* Text passage:
╔══
Conflicted About Apostates
During the last few years, I’ve had the opportunity to spend time with apostates, especially after I started lurking around their online communities a few months ago. Honestly, I feel conflicted.
If you judge apostates ONLY by their online activity, you’d probably conclude the GB’s description of apostates is fairly accurate: angry, bitter people who twist the GB’s words and spread unfounded or exaggerated claims about the organization. But the reality is much more nuanced than that.
Apostates are NOT a monolith. It’s true that the more vocal members of their community often fit the stereotype the Watchtower has promoted about them, but not all of them are the deranged enemies we’ve been led to believe they are.
A lot of them have actually been victims of abuse, often at the hands of their overzealous JW parents. Many times, the elders and the rest of the congregation failed to provide care and support when it mattered most. Other times, they were victims of real injustice at the hands of their brothers and sisters. Many of them struggle with mental health conditions, and the congregation simply was not patient or understanding enough. They are not all bitter and angry for no reason. They are hurting, and if we are honest, many times their congregations failed them.
╚══
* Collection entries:
╔══
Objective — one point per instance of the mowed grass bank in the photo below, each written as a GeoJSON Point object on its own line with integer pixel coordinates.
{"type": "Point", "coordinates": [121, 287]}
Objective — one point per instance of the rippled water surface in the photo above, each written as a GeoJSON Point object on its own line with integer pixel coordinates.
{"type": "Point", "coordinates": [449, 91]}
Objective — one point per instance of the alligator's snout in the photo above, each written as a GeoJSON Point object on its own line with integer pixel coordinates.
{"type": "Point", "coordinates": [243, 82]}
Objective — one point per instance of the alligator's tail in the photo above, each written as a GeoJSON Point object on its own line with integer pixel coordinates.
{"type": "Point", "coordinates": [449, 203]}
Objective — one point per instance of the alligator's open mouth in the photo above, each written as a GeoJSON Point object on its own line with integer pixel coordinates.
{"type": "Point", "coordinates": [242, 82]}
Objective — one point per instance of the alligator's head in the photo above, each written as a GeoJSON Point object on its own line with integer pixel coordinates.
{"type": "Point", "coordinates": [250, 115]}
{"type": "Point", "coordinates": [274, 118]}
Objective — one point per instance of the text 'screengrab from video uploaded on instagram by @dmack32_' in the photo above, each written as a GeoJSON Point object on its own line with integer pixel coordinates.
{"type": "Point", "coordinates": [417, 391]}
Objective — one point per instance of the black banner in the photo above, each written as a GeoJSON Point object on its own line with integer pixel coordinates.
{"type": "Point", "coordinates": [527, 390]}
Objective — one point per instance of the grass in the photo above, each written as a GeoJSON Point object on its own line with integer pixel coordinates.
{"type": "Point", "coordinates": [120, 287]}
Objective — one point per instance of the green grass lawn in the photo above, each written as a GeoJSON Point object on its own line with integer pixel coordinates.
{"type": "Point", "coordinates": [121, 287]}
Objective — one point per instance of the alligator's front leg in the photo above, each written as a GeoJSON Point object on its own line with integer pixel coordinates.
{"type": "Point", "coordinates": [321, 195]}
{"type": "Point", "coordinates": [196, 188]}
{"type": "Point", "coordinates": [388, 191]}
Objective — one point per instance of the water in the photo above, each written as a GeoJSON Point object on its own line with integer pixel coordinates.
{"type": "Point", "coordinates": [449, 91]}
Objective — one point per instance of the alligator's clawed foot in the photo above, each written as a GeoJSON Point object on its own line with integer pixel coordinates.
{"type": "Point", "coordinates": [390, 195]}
╚══
Carry the text about apostates further from the point where it stops. The material has no connection to the text about apostates.

* Reply to the task:
An awful lot of them needed a hug that never came. They needed that one friend they never found in their congregation. They needed better parents. They needed the brotherly love JWs pride themselves on.
It’s easy to be captured by apostasy when you feel like that. It’s easy to become radicalized against the community you see as the source of your pain and suffering. At that point, you become vulnerable to believing anything that validates your feelings. You stop questioning apostate claims. You may even embrace conspiracy theories. The virtual “interest” their community shows you can feel more real than any actual hug you ever received in the congregation. You don’t always become an apostate because you are proud and choose to oppose God and his people. You become an apostate because that’s where your personal experiences led you.
And yes, many of them are angry. They repeat apostate tropes that are exaggerated or twisted versions of the truth, and they refuse to accept logic or nuance. Many of them will hate you for supporting what they see as an evil organization before they even know who you really are.
But remember: they are victims. They are hurting.
So I’m learning to see them that way. Not necessarily as victims of the Watchtower or the GB, but as victims of their personal experiences.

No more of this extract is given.